• [Vorgegebenes Ziel] Ordne die Zeilen der folgenden Datensätze als JSON-Liste von Zeichenketten an, mit einem Eintrag pro Zeile und ohne Leerzeilen. Lass die Bilder dabei weg.

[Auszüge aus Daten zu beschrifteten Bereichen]
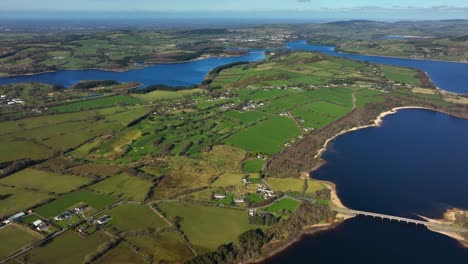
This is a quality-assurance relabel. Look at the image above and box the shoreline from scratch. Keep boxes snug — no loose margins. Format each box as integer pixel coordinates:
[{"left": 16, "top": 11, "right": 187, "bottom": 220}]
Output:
[
  {"left": 332, "top": 46, "right": 468, "bottom": 64},
  {"left": 0, "top": 53, "right": 249, "bottom": 78},
  {"left": 247, "top": 178, "right": 355, "bottom": 264},
  {"left": 311, "top": 106, "right": 438, "bottom": 160},
  {"left": 418, "top": 215, "right": 468, "bottom": 248},
  {"left": 249, "top": 223, "right": 344, "bottom": 264},
  {"left": 305, "top": 40, "right": 468, "bottom": 64}
]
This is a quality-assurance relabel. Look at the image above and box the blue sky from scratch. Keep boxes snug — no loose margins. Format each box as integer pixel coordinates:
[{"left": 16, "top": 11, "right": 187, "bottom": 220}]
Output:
[
  {"left": 0, "top": 0, "right": 468, "bottom": 11},
  {"left": 0, "top": 0, "right": 468, "bottom": 19}
]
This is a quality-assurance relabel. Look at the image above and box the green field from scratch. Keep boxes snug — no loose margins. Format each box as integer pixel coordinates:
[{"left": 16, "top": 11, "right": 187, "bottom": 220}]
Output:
[
  {"left": 132, "top": 89, "right": 203, "bottom": 102},
  {"left": 225, "top": 117, "right": 301, "bottom": 154},
  {"left": 35, "top": 190, "right": 118, "bottom": 218},
  {"left": 0, "top": 224, "right": 42, "bottom": 259},
  {"left": 105, "top": 204, "right": 168, "bottom": 231},
  {"left": 380, "top": 66, "right": 421, "bottom": 85},
  {"left": 306, "top": 180, "right": 327, "bottom": 194},
  {"left": 26, "top": 231, "right": 109, "bottom": 264},
  {"left": 266, "top": 178, "right": 305, "bottom": 193},
  {"left": 224, "top": 111, "right": 269, "bottom": 125},
  {"left": 159, "top": 203, "right": 255, "bottom": 253},
  {"left": 265, "top": 198, "right": 301, "bottom": 213},
  {"left": 93, "top": 243, "right": 146, "bottom": 264},
  {"left": 0, "top": 140, "right": 52, "bottom": 162},
  {"left": 89, "top": 174, "right": 153, "bottom": 201},
  {"left": 49, "top": 95, "right": 141, "bottom": 113},
  {"left": 0, "top": 169, "right": 90, "bottom": 193},
  {"left": 128, "top": 232, "right": 193, "bottom": 263},
  {"left": 0, "top": 186, "right": 53, "bottom": 218},
  {"left": 211, "top": 173, "right": 245, "bottom": 187},
  {"left": 242, "top": 159, "right": 265, "bottom": 173}
]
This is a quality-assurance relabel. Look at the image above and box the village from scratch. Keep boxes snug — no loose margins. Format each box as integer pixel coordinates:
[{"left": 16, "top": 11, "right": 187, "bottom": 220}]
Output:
[
  {"left": 0, "top": 94, "right": 25, "bottom": 107},
  {"left": 0, "top": 204, "right": 112, "bottom": 241}
]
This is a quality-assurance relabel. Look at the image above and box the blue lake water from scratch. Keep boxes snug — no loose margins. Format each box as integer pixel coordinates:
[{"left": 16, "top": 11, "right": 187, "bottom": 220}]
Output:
[
  {"left": 0, "top": 41, "right": 468, "bottom": 93},
  {"left": 0, "top": 50, "right": 265, "bottom": 87},
  {"left": 266, "top": 109, "right": 468, "bottom": 264},
  {"left": 287, "top": 38, "right": 468, "bottom": 94}
]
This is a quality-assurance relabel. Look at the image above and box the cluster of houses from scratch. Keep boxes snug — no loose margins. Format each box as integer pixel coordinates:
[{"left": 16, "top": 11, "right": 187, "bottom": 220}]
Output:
[
  {"left": 257, "top": 184, "right": 276, "bottom": 200},
  {"left": 242, "top": 101, "right": 265, "bottom": 112},
  {"left": 220, "top": 103, "right": 236, "bottom": 111},
  {"left": 213, "top": 193, "right": 245, "bottom": 204},
  {"left": 227, "top": 33, "right": 297, "bottom": 43},
  {"left": 54, "top": 204, "right": 88, "bottom": 221},
  {"left": 96, "top": 215, "right": 112, "bottom": 225},
  {"left": 33, "top": 220, "right": 49, "bottom": 232},
  {"left": 0, "top": 94, "right": 25, "bottom": 105},
  {"left": 0, "top": 211, "right": 49, "bottom": 232},
  {"left": 0, "top": 212, "right": 26, "bottom": 227}
]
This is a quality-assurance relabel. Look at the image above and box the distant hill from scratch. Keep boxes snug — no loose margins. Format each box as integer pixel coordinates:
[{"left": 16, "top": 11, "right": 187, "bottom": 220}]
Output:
[{"left": 180, "top": 28, "right": 230, "bottom": 35}]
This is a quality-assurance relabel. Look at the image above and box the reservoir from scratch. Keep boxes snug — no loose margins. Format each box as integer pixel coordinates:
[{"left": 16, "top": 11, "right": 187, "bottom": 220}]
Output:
[
  {"left": 0, "top": 50, "right": 265, "bottom": 87},
  {"left": 287, "top": 40, "right": 468, "bottom": 94},
  {"left": 0, "top": 40, "right": 468, "bottom": 94},
  {"left": 266, "top": 109, "right": 468, "bottom": 264}
]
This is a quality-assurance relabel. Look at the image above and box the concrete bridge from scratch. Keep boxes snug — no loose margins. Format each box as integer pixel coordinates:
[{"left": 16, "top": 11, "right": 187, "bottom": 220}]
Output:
[{"left": 332, "top": 207, "right": 468, "bottom": 233}]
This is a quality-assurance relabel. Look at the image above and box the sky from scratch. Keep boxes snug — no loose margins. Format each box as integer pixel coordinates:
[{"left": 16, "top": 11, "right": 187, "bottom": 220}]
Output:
[{"left": 0, "top": 0, "right": 468, "bottom": 19}]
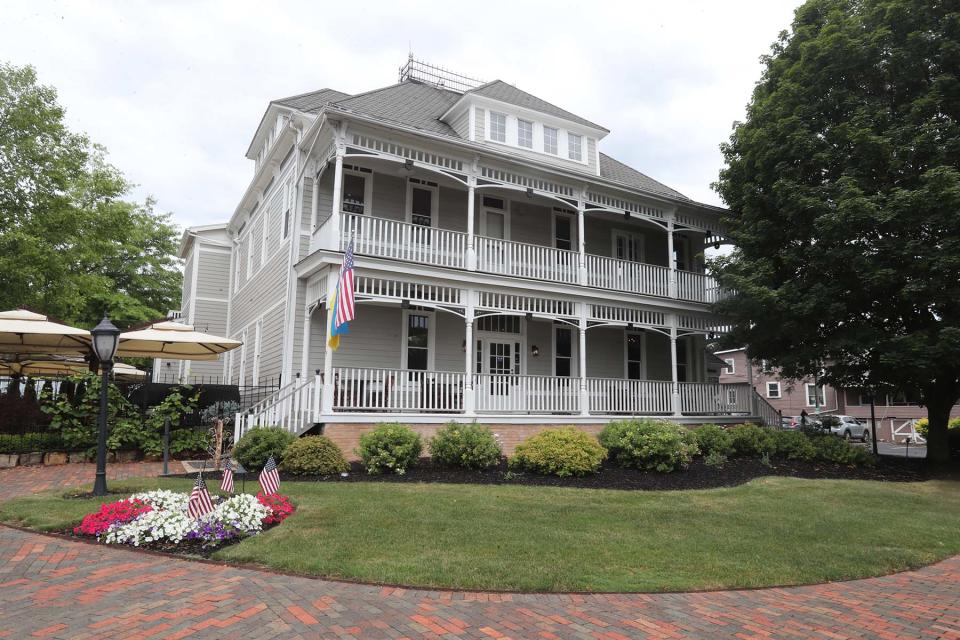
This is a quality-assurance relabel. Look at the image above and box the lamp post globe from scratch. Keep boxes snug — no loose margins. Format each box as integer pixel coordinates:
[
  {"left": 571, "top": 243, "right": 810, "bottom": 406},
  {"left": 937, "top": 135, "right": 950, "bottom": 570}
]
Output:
[{"left": 90, "top": 314, "right": 120, "bottom": 496}]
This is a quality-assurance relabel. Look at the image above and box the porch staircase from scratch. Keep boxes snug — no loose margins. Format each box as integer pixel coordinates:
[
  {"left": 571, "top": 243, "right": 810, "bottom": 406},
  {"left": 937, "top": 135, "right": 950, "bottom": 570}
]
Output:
[{"left": 233, "top": 374, "right": 323, "bottom": 442}]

• [Gelöste Aufgabe]
[
  "This is a quality-assurance relabel. Look at the image above and box the shoreline from scratch. Keep boxes snug — no loose margins. Format each box as integer pixel coordinates:",
  "[{\"left\": 16, \"top\": 11, \"right\": 187, \"bottom\": 220}]",
  "Output:",
  "[",
  "  {\"left\": 332, \"top\": 46, \"right\": 468, \"bottom\": 64},",
  "  {\"left\": 0, \"top\": 53, \"right\": 249, \"bottom\": 78},",
  "  {\"left\": 247, \"top\": 178, \"right\": 355, \"bottom\": 264},",
  "  {\"left\": 311, \"top\": 106, \"right\": 438, \"bottom\": 160},",
  "  {\"left\": 418, \"top\": 215, \"right\": 468, \"bottom\": 248},",
  "  {\"left\": 249, \"top\": 223, \"right\": 344, \"bottom\": 264},",
  "  {\"left\": 305, \"top\": 40, \"right\": 468, \"bottom\": 64}",
  "]",
  "This is a quality-assurance relabel. Look at the image above and box the blue sky from scratch. Keep boxes snug — no loose margins. Format each box as integer pixel coordinates:",
  "[{\"left\": 16, \"top\": 11, \"right\": 187, \"bottom\": 220}]",
  "Output:",
  "[",
  "  {\"left\": 0, \"top\": 0, \"right\": 468, \"bottom\": 11},",
  "  {\"left\": 0, \"top\": 0, \"right\": 468, \"bottom\": 19}",
  "]",
  "This is a quality-assurance relabel. Look at the image above and box the green field from scratch. Keep boxes snug — no loose margins. Format each box as integer pixel coordinates:",
  "[{\"left\": 16, \"top\": 11, \"right\": 187, \"bottom\": 220}]",
  "Output:",
  "[",
  "  {\"left\": 132, \"top\": 89, \"right\": 203, \"bottom\": 102},",
  "  {\"left\": 225, \"top\": 117, \"right\": 301, \"bottom\": 154},",
  "  {\"left\": 35, \"top\": 190, \"right\": 118, \"bottom\": 218},",
  "  {\"left\": 0, \"top\": 224, \"right\": 42, \"bottom\": 259},",
  "  {\"left\": 105, \"top\": 204, \"right\": 168, \"bottom\": 231},",
  "  {\"left\": 380, \"top\": 66, \"right\": 421, \"bottom\": 85},",
  "  {\"left\": 306, \"top\": 180, \"right\": 327, \"bottom\": 194},",
  "  {\"left\": 26, \"top\": 231, \"right\": 109, \"bottom\": 264},",
  "  {\"left\": 266, \"top\": 178, \"right\": 305, \"bottom\": 193},",
  "  {\"left\": 224, \"top\": 111, \"right\": 269, \"bottom\": 125},",
  "  {\"left\": 159, \"top\": 203, \"right\": 255, \"bottom\": 253},",
  "  {\"left\": 265, \"top\": 198, \"right\": 301, \"bottom\": 213},",
  "  {\"left\": 93, \"top\": 243, \"right\": 146, \"bottom\": 264},",
  "  {\"left\": 0, \"top\": 140, \"right\": 52, \"bottom\": 162},",
  "  {\"left\": 89, \"top\": 174, \"right\": 153, \"bottom\": 201},",
  "  {\"left\": 49, \"top\": 95, \"right\": 141, \"bottom\": 113},",
  "  {\"left\": 0, \"top\": 169, \"right\": 90, \"bottom\": 193},",
  "  {\"left\": 128, \"top\": 232, \"right\": 193, \"bottom\": 263},",
  "  {\"left\": 0, \"top\": 186, \"right\": 53, \"bottom\": 218},",
  "  {\"left\": 211, \"top\": 173, \"right\": 245, \"bottom\": 187},",
  "  {\"left\": 242, \"top\": 159, \"right\": 265, \"bottom\": 173}",
  "]",
  "This is a quality-assurance relabel. Look at the image above and box the village from scratch. Keep boxes snug — no loose margins. Format each box as integer pixel coordinates:",
  "[{\"left\": 16, \"top\": 11, \"right\": 187, \"bottom\": 220}]",
  "Output:",
  "[",
  "  {\"left\": 0, \"top\": 94, \"right\": 25, \"bottom\": 107},",
  "  {\"left\": 0, \"top\": 204, \"right\": 112, \"bottom\": 241}",
  "]",
  "This is a quality-assurance relabel. Look at the image above and box the blue lake water from scratch. Keep boxes snug — no loose margins. Format each box as integer pixel coordinates:",
  "[{\"left\": 16, \"top\": 11, \"right\": 187, \"bottom\": 220}]",
  "Output:",
  "[",
  "  {\"left\": 0, \"top\": 41, \"right\": 468, \"bottom\": 93},",
  "  {\"left\": 0, \"top\": 50, \"right\": 265, \"bottom\": 87},",
  "  {\"left\": 266, \"top\": 109, \"right\": 468, \"bottom\": 264},",
  "  {\"left\": 287, \"top\": 38, \"right\": 468, \"bottom\": 94}",
  "]",
  "This is a quality-assurance relabel. Look at the image above and box the cluster of houses from scratch. Keep boxes snug — no loose margins. Format each box as integer pixel coordinates:",
  "[{\"left\": 16, \"top\": 11, \"right\": 187, \"bottom\": 220}]",
  "Output:",
  "[",
  "  {\"left\": 257, \"top\": 184, \"right\": 276, \"bottom\": 200},",
  "  {\"left\": 242, \"top\": 101, \"right\": 265, \"bottom\": 112},",
  "  {\"left\": 220, \"top\": 103, \"right\": 236, \"bottom\": 111},",
  "  {\"left\": 213, \"top\": 193, \"right\": 245, \"bottom\": 204},",
  "  {\"left\": 227, \"top\": 33, \"right\": 297, \"bottom\": 43},",
  "  {\"left\": 54, \"top\": 204, \"right\": 88, \"bottom\": 221},",
  "  {\"left\": 96, \"top\": 215, \"right\": 112, \"bottom\": 225},",
  "  {\"left\": 33, \"top\": 220, \"right\": 49, \"bottom\": 232},",
  "  {\"left\": 0, \"top\": 94, \"right\": 25, \"bottom\": 105},",
  "  {\"left\": 0, \"top\": 211, \"right\": 49, \"bottom\": 232},",
  "  {\"left\": 0, \"top\": 212, \"right\": 26, \"bottom\": 227}",
  "]",
  "This is a quality-assurance relabel. Look at the image above and box the distant hill from scratch. Keep boxes snug — no loose margins. Format each box as integer pixel coordinates:",
  "[{\"left\": 16, \"top\": 11, \"right\": 187, \"bottom\": 220}]",
  "Output:",
  "[{\"left\": 180, \"top\": 28, \"right\": 230, \"bottom\": 35}]",
  "This is a quality-assurance relabel. Look at the image above and box the reservoir from scratch. Keep boxes snug — no loose margins. Format each box as integer pixel coordinates:",
  "[{\"left\": 16, \"top\": 11, \"right\": 187, \"bottom\": 220}]",
  "Output:",
  "[",
  "  {\"left\": 0, \"top\": 50, \"right\": 265, \"bottom\": 87},",
  "  {\"left\": 287, \"top\": 40, \"right\": 468, \"bottom\": 94},",
  "  {\"left\": 0, \"top\": 40, \"right\": 468, \"bottom\": 94},",
  "  {\"left\": 266, \"top\": 109, \"right\": 468, \"bottom\": 264}",
  "]",
  "This is a quality-assurance relabel. Look at the image above and box the concrete bridge from scratch. Keep boxes snug — no loose margins. Format each box as integer pixel coordinates:",
  "[{\"left\": 16, \"top\": 11, \"right\": 187, \"bottom\": 220}]",
  "Output:",
  "[{\"left\": 332, \"top\": 207, \"right\": 468, \"bottom\": 233}]",
  "This is a quality-assurance relabel. Look at the image above and box the sky from scratch. Keep boxes snug — no loose margins. Format each box as integer pixel coordinates:",
  "[{\"left\": 16, \"top\": 11, \"right\": 187, \"bottom\": 220}]",
  "Output:",
  "[{\"left\": 0, \"top\": 0, \"right\": 468, \"bottom\": 19}]",
  "This is a quality-assurance relabel. Look at the image above and box the lamp post globe from scratch. Keep boxes snug — no loose margins. Format each box as integer pixel coordinates:",
  "[",
  "  {\"left\": 571, \"top\": 243, \"right\": 810, \"bottom\": 406},",
  "  {\"left\": 937, \"top\": 135, \"right\": 950, \"bottom\": 570}",
  "]",
  "Output:",
  "[{\"left\": 90, \"top\": 314, \"right\": 120, \"bottom\": 496}]",
  "This is a quality-assurance relabel. Look at the image above and box the porch staircase from scratch. Keep boxes snug — no loose margins. Format each box as integer pixel coordinates:",
  "[",
  "  {\"left\": 571, \"top\": 243, \"right\": 810, \"bottom\": 406},",
  "  {\"left\": 937, \"top\": 135, \"right\": 950, \"bottom\": 570}",
  "]",
  "Output:",
  "[{\"left\": 233, \"top\": 374, \"right\": 323, \"bottom\": 442}]"
]